▸ **EXERCISE GOAL**:
Reproduce each line from the records that holds "frame".

▸ **GIVEN INFORMATION**:
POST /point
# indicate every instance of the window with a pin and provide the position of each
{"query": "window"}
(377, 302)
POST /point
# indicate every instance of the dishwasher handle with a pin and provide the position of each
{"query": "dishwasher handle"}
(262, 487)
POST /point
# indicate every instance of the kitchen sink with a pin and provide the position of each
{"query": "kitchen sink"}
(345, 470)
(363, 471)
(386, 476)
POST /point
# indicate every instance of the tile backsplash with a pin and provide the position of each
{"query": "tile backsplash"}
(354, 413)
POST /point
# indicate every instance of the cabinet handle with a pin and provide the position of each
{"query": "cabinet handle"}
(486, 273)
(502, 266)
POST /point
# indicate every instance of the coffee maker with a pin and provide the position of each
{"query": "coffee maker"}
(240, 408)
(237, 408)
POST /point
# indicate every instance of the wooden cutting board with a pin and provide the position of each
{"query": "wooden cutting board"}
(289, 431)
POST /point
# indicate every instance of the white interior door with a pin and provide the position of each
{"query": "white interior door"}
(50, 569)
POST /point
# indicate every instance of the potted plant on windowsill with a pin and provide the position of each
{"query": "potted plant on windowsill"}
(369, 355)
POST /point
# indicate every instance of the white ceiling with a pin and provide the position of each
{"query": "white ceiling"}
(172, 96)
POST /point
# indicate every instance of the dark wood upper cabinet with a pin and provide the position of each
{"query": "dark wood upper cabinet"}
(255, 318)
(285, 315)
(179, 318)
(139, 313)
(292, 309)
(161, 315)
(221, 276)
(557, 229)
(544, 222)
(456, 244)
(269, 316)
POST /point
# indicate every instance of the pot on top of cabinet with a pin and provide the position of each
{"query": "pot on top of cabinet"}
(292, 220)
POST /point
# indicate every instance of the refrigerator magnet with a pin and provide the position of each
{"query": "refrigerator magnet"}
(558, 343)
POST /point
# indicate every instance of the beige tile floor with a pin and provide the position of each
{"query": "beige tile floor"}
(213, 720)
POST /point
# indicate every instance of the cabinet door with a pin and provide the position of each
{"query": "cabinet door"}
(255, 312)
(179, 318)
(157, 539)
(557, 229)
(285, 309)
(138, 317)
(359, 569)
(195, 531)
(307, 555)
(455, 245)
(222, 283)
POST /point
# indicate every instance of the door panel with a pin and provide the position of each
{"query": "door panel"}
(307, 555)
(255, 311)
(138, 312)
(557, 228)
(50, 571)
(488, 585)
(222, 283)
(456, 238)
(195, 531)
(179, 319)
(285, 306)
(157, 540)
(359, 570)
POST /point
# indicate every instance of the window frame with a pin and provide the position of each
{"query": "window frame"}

▸ **ANSWER**:
# indicate every instance of the window frame with a pin and provide the position of each
{"query": "window frame"}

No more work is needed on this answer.